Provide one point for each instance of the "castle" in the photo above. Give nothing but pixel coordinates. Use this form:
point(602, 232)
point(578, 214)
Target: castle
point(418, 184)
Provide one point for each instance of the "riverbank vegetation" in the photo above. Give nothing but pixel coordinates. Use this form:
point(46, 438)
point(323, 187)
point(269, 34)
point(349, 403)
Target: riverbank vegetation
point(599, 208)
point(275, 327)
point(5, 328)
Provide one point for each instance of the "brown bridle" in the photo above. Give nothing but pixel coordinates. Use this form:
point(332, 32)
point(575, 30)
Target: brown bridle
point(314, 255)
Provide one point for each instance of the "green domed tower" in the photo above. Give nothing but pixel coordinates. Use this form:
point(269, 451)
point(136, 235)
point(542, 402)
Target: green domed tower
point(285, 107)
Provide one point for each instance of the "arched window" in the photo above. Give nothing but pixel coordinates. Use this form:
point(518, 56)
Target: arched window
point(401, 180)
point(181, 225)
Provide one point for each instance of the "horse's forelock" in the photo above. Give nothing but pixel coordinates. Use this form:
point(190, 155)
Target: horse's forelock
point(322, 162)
▬▬▬▬▬▬▬▬▬▬
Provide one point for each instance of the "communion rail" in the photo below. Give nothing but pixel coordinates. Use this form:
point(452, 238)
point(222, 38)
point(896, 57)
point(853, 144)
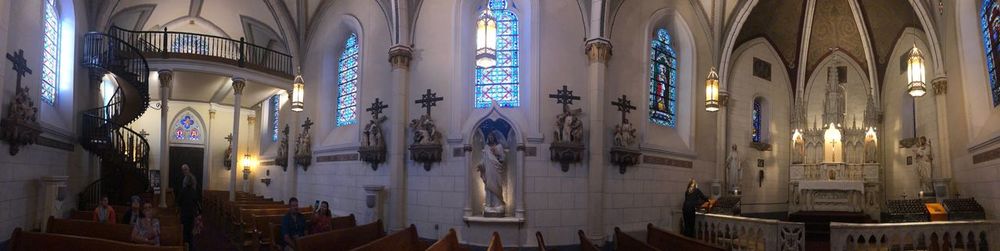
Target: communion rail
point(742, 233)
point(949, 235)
▬▬▬▬▬▬▬▬▬▬
Exercise objective: Set down exactly the lines of the data above, beginning with the line that has "Target: castle" and ending with the line that has "point(349, 403)", and no others.

Task output:
Target: castle
point(418, 184)
Provide one point for each instance of the "riverbank vegetation" in the photo above. Give nothing but pixel coordinates. Use this form:
point(46, 438)
point(323, 187)
point(269, 34)
point(349, 403)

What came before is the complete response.